## SET TASK
Transcribe the section of the passage about Congress and the wars between "Congress also turned" and "no, never no.", inclusive.

## PASSAGE SHOWN

━━━━━━━━━━

Congress also turned a blind eye to the setting up of a global network of “black sites” for the incarceration, abuse, and torture of “terror suspects,” listened to torture briefings, read about CIA rendition (i.e., kidnapping) operations, continued to fund Guantanamo, and did not challenge the devolving wars in Iraq or Afghanistan. Its members sat quietly by while a new weapon, armed drones, at the personal command of the president alone, crisscrossed the world assassinating people, including American citizens, within previously sovereign national boundaries. As a new president came into office and expanded the war in Afghanistan, ramped up the drone attacks, made war against Libya, did nothing to aid the Arab Spring, and allowed Guantanamo to fester, Congress said yes. Or, at least, not no, never no.

━━━━━━━━━━

## SUPPLIED RECORDS
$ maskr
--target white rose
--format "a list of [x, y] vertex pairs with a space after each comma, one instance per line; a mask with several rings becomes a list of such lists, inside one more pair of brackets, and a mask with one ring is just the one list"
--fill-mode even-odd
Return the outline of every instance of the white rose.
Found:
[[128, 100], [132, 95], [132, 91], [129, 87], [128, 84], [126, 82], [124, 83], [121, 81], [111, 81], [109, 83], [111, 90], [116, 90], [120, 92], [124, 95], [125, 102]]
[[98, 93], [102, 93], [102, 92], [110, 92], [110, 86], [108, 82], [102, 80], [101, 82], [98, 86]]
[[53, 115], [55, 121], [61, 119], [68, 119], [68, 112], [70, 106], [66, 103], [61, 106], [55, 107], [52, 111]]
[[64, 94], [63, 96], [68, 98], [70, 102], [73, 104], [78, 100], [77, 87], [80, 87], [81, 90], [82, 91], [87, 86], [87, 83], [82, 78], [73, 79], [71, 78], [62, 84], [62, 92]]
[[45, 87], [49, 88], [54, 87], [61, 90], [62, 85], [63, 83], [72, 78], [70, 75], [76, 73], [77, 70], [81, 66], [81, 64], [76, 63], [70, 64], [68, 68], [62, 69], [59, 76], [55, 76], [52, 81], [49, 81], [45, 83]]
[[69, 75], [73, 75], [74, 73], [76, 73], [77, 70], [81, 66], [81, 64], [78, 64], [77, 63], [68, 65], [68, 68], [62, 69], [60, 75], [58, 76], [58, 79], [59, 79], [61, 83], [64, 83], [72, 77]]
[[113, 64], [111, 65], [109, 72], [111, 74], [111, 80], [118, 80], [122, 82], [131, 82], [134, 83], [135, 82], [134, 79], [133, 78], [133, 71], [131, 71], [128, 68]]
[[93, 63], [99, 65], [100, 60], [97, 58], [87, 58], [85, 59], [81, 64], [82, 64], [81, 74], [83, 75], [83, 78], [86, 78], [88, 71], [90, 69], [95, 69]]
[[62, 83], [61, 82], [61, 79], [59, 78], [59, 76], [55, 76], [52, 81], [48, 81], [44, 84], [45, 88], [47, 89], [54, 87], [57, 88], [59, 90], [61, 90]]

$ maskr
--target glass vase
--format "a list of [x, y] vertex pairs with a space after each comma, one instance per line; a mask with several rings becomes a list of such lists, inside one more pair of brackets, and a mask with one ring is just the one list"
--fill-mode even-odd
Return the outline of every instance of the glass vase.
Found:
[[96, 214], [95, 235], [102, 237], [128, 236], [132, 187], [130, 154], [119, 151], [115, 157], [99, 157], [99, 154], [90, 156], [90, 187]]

━━━━━━━━━━

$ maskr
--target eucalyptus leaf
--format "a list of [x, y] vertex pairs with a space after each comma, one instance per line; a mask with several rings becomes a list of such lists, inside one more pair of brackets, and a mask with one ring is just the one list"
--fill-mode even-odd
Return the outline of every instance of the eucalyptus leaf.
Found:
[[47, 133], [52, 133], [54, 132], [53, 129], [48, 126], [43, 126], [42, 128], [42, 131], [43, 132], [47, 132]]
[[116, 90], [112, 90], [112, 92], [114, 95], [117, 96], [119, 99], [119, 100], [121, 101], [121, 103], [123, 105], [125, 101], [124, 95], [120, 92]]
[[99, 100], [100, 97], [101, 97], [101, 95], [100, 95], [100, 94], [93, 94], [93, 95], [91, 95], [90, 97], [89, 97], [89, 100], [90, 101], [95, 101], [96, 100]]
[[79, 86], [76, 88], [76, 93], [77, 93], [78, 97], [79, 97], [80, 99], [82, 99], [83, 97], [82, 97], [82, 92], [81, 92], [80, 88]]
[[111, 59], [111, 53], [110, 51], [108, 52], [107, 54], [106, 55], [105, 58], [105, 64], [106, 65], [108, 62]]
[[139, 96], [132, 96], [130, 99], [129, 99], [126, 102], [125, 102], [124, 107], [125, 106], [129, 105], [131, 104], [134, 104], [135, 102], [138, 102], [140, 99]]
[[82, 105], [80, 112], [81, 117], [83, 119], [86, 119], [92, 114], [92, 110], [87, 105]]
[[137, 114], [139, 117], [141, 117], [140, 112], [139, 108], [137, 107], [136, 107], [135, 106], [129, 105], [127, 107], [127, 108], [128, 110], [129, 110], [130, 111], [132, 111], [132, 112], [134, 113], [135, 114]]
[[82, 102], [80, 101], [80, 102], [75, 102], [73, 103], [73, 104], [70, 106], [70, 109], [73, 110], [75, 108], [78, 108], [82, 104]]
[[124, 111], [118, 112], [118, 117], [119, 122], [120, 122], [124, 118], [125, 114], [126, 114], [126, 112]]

━━━━━━━━━━

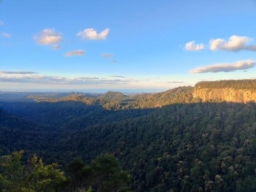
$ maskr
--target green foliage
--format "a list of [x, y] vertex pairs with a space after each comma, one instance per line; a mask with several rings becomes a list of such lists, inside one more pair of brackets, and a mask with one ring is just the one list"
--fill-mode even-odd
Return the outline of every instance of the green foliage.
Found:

━━━━━━━━━━

## SOLVED PROBLEM
Congress also turned a blind eye to the setting up of a global network of “black sites” for the incarceration, abuse, and torture of “terror suspects,” listened to torture briefings, read about CIA rendition (i.e., kidnapping) operations, continued to fund Guantanamo, and did not challenge the devolving wars in Iraq or Afghanistan. Its members sat quietly by while a new weapon, armed drones, at the personal command of the president alone, crisscrossed the world assassinating people, including American citizens, within previously sovereign national boundaries. As a new president came into office and expanded the war in Afghanistan, ramped up the drone attacks, made war against Libya, did nothing to aid the Arab Spring, and allowed Guantanamo to fester, Congress said yes. Or, at least, not no, never no.